* **Aim**
Repeat the lines of the items below, from the line containing "Every instance of the beige" through the line containing "Every instance of the window", inclusive.

──────── Input records

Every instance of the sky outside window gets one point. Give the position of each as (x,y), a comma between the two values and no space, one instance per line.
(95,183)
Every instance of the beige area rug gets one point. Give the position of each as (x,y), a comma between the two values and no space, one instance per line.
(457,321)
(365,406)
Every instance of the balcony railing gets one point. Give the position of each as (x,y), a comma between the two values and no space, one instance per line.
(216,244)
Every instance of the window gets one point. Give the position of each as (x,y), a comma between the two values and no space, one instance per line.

────────────────
──────── Input records

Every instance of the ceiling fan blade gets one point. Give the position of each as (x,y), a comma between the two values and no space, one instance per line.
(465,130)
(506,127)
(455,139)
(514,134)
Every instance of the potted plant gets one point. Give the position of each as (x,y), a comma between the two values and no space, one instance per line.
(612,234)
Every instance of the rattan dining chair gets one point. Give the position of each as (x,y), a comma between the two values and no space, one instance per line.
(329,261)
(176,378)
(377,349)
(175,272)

────────────────

* **Answer to this task**
Every instance of the beige area rug gets one point. Give the position of each as (x,y), a comma between the two values and no space, one instance per line.
(457,321)
(365,406)
Every instance of the balcony railing gets one point. Give the position of each as (x,y), a comma between the two values and no space, one instance per line.
(216,244)
Every instance of the window gets one point. Give the position of each as (x,y), a comma between the two values and no space, one instance per line.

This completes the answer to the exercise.